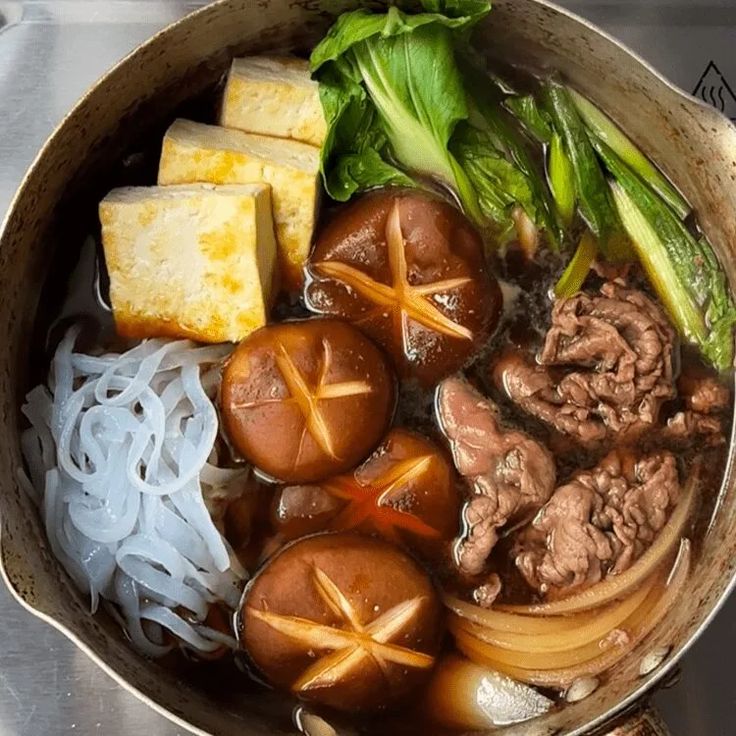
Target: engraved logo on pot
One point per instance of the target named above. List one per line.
(716, 91)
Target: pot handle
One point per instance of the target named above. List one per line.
(643, 721)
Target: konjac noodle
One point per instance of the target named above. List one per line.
(398, 398)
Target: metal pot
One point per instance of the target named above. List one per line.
(692, 143)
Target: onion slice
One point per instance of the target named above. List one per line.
(594, 630)
(514, 623)
(618, 586)
(641, 623)
(464, 695)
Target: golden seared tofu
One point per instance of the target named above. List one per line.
(189, 261)
(194, 152)
(274, 96)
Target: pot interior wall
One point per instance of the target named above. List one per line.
(127, 114)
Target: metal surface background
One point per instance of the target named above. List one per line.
(50, 52)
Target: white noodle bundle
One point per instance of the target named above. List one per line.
(118, 455)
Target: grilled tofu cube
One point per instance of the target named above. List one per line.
(273, 96)
(189, 261)
(194, 152)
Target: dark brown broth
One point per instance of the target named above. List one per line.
(77, 292)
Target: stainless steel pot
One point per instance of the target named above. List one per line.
(692, 143)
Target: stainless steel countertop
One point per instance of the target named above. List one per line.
(50, 52)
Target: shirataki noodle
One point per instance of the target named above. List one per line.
(118, 450)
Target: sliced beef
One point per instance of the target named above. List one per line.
(604, 370)
(704, 394)
(511, 475)
(703, 412)
(599, 523)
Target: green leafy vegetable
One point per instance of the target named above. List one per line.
(577, 270)
(561, 180)
(536, 121)
(684, 271)
(353, 129)
(395, 101)
(603, 128)
(497, 182)
(352, 28)
(488, 114)
(593, 193)
(415, 85)
(392, 93)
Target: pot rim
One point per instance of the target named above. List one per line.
(648, 683)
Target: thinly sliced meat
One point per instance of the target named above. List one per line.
(598, 523)
(604, 370)
(510, 474)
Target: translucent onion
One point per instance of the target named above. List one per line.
(618, 586)
(465, 695)
(557, 675)
(515, 623)
(594, 630)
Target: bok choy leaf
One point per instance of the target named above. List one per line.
(683, 270)
(561, 177)
(529, 114)
(397, 75)
(399, 111)
(593, 193)
(605, 130)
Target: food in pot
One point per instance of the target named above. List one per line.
(511, 475)
(214, 245)
(405, 492)
(618, 346)
(194, 152)
(273, 96)
(442, 499)
(408, 270)
(599, 523)
(305, 400)
(344, 620)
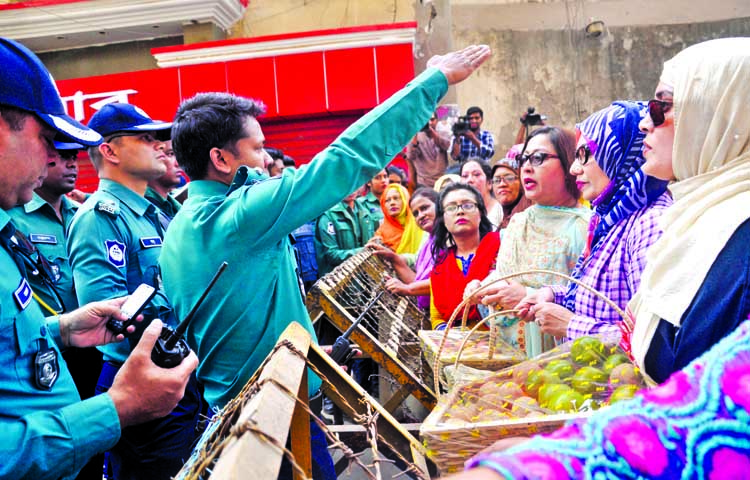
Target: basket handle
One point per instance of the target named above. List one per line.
(466, 303)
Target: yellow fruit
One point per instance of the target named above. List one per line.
(623, 392)
(589, 380)
(566, 401)
(624, 374)
(587, 351)
(562, 368)
(548, 391)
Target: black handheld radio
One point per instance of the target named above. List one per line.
(170, 349)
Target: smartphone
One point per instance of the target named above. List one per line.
(132, 307)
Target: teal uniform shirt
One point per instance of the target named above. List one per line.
(169, 206)
(371, 204)
(39, 222)
(258, 295)
(340, 233)
(45, 433)
(113, 247)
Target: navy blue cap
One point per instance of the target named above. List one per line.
(27, 85)
(122, 117)
(68, 146)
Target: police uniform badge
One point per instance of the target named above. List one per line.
(46, 366)
(108, 207)
(115, 252)
(43, 238)
(23, 294)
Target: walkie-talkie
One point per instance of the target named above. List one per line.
(170, 349)
(342, 350)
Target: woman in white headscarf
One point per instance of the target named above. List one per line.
(696, 283)
(695, 289)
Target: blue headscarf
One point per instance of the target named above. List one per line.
(616, 143)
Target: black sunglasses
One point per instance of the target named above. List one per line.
(535, 159)
(583, 154)
(657, 109)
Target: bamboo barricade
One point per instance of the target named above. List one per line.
(250, 434)
(389, 331)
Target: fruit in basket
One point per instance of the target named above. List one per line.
(623, 392)
(566, 401)
(491, 415)
(563, 369)
(624, 374)
(525, 407)
(614, 360)
(587, 351)
(549, 391)
(588, 380)
(537, 379)
(522, 370)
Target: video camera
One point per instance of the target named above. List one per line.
(461, 126)
(532, 119)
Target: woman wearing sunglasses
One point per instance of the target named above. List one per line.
(628, 204)
(696, 286)
(477, 173)
(506, 185)
(695, 424)
(464, 248)
(549, 235)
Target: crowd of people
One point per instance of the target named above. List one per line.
(650, 211)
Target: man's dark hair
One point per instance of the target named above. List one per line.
(473, 110)
(289, 161)
(275, 153)
(206, 121)
(14, 117)
(442, 238)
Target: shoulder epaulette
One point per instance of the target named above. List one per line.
(110, 207)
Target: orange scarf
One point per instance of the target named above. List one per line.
(400, 233)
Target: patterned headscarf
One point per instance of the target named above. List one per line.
(616, 143)
(614, 139)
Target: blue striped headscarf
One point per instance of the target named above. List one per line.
(616, 143)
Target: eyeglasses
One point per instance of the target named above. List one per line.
(536, 158)
(657, 109)
(467, 207)
(583, 154)
(507, 179)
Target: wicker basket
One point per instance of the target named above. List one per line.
(471, 347)
(449, 446)
(450, 442)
────────────────────
Quote the material exactly. Pictures stay out.

Result —
Target: engraved logo on pot
One point per instance of the target named above. List one per line.
(716, 91)
Target: pot handle
One point per instance of the target named above. List one per line.
(643, 721)
Target: konjac noodle
One point per instance of the target named above. List one per line.
(398, 398)
Target: metal pot
One point per instance of the target named above. List one per line.
(692, 143)
Target: onion slice
One point per instance of the target named above. List one per line.
(594, 630)
(514, 623)
(618, 586)
(641, 623)
(464, 695)
Target: golden seared tofu
One point per instance of the target named above. List one per line.
(189, 261)
(194, 152)
(274, 96)
Target: pot interior wall
One point per instance of the target named above. List one per line.
(127, 114)
Target: metal surface background
One point per instance of the target named above. List one per line.
(50, 52)
Target: white noodle bundle
One point per instance of the target named above. List one per line.
(118, 455)
Target: grilled tofu cube
One point per instance of the target named above. List one per line.
(273, 96)
(189, 261)
(194, 152)
Target: dark brown broth
One point per instance of the target named above. List one per line.
(77, 292)
Target: stainless steel pot
One point per instance of the target named above. List one per line.
(692, 143)
Target: stainless steel countertop
One point per instance of the target named above. List one per line.
(50, 52)
Target: shirataki noodle
One point per instance of the target named above. List one per line.
(118, 450)
Target: sliced beef
One point per instance of the target named above. List one per line.
(604, 370)
(704, 394)
(511, 475)
(703, 412)
(599, 523)
Target: green leafy vegetable
One point per instance of the target named above. List one per line.
(577, 270)
(561, 180)
(536, 121)
(684, 271)
(353, 129)
(395, 101)
(603, 128)
(497, 182)
(352, 28)
(488, 114)
(593, 193)
(415, 85)
(392, 93)
Target: pot rim
One point per instance of the target named above. List one per line.
(648, 683)
Target: thinly sliced meat
One point per instance of the target named above. List one per line.
(598, 523)
(604, 370)
(510, 474)
Target: translucent onion
One point per instance of the target named above. List one per line.
(618, 586)
(465, 695)
(557, 675)
(515, 623)
(594, 630)
Target: bok choy leaf
One point per instance of the target named above. List one per line.
(683, 270)
(561, 177)
(529, 114)
(397, 75)
(399, 111)
(593, 193)
(605, 130)
Target: food in pot
One point per instance of the target named above. List one per line.
(511, 475)
(214, 245)
(405, 492)
(618, 346)
(194, 152)
(273, 96)
(442, 499)
(408, 270)
(599, 523)
(305, 400)
(344, 620)
Target: basket handle
One point per instance of the target named above. List one per line.
(466, 303)
Target: yellow fruit
One point per instance of the target named above. List one per line.
(623, 392)
(589, 380)
(566, 401)
(624, 374)
(587, 351)
(562, 368)
(548, 391)
Target: black handheld radio
One point per instance of the target named above. List one per line.
(170, 349)
Target: smartphone
One point per instance of the target named above. List one per line.
(132, 307)
Target: teal uniform shirt
One point per instance of the target named above. List one per line.
(169, 206)
(371, 204)
(39, 222)
(258, 295)
(340, 233)
(45, 433)
(113, 247)
Target: navy blue cap
One point per instance of the target named above. List one per line.
(27, 85)
(122, 117)
(68, 146)
Target: police uniform badge
One point per instance of the target named above. List one per line.
(46, 366)
(108, 207)
(115, 252)
(43, 238)
(23, 294)
Target: walkie-talkie
One point per instance of the target named above. List one per line.
(170, 349)
(342, 350)
Target: woman in white headscarf
One point per instance of the target named above. List one per line.
(696, 283)
(695, 289)
Target: blue headscarf
One point per instance of the target named above. List one per line.
(616, 143)
Target: black sunglasses
One point per instance of the target named above. List one per line.
(535, 159)
(583, 154)
(657, 109)
Target: bamboo barricade
One point per instance of the target named above. List one per line.
(250, 434)
(389, 331)
Target: fruit in basket
One point per instance of the target named above. List one per line.
(623, 392)
(566, 401)
(491, 415)
(563, 369)
(624, 374)
(525, 407)
(614, 360)
(587, 351)
(549, 391)
(588, 380)
(537, 379)
(522, 370)
Target: video camera
One point per instance of the target named above. List one per line.
(461, 126)
(532, 119)
Target: woman wearing sunglasses
One point per instance of the target named above. List one per line.
(628, 204)
(696, 286)
(477, 173)
(506, 185)
(695, 424)
(464, 248)
(549, 235)
Target: crowd of people
One point per instance of the target named above. List one per line.
(650, 211)
Target: man's dark hair
One point per instance of the target named above. List one per line.
(473, 110)
(289, 161)
(275, 153)
(206, 121)
(14, 117)
(442, 238)
Target: shoulder epaulette
One point per instance of the target named above. List one per line.
(110, 207)
Target: orange scarf
One point per instance of the target named above. List one per line.
(400, 233)
Target: patterned headscarf
One point per instance of the target named above. List one per line.
(616, 143)
(614, 139)
Target: blue striped headscarf
One point per instance of the target named above. List one per line.
(616, 143)
Target: eyeglasses
One point per instance of the target named above. List one per line.
(536, 158)
(657, 109)
(467, 207)
(583, 154)
(507, 179)
Target: wicker basket
One point per instance of the target named above. List one per line.
(471, 347)
(449, 446)
(450, 442)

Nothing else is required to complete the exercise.